Update the records from the line that contains "Category: orchard oriole" through the line that contains "[438,319,662,480]" by changing "pale pink" to "light pink", with everything else left as it is. Return only those lines.

--

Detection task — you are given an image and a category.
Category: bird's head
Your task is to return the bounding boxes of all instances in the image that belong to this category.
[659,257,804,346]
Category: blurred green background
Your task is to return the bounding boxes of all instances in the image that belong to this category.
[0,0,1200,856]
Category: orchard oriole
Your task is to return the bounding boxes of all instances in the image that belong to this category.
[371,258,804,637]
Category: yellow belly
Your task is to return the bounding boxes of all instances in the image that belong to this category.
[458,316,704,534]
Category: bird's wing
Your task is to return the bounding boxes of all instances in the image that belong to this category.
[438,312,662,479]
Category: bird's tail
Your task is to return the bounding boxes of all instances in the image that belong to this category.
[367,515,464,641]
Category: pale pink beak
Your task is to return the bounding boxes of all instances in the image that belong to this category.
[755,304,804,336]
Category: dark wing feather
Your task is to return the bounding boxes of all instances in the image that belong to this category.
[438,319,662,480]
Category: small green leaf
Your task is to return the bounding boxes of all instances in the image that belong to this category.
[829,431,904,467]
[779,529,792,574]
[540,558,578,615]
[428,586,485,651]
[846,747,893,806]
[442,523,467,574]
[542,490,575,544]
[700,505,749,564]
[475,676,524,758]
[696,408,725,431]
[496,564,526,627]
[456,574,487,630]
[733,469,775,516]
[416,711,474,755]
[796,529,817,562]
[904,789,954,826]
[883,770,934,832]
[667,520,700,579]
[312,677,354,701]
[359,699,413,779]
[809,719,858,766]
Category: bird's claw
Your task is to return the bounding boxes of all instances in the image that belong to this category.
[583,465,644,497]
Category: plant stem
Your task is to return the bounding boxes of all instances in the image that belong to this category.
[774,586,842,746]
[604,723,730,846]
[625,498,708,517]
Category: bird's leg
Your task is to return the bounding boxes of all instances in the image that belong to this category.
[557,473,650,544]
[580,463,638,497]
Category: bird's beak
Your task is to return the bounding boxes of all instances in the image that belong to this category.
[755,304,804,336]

--

◆ Written reply ◆
Category: orchard oriole
Your task is to return the bounding boxes of all instances in the image that belong to this category.
[371,258,804,637]
Category: yellow belly
Your task is to return the bounding boxes of all instances in the image that belong to this category.
[458,316,704,534]
Category: bird's wing
Your task is to return the bounding boxes of all instances in the image that belong to this category.
[438,312,662,479]
Category: bird's tail
Your task is to return the bounding boxes of all instances in the image that belong to this category.
[367,515,464,641]
Category: light pink beak
Your task is to return the bounding boxes of all instances in the image that belong to this category.
[755,304,804,336]
Category: dark wing feather
Your task is to return the bounding boxes of all instances in the image that belong to this category.
[438,319,662,480]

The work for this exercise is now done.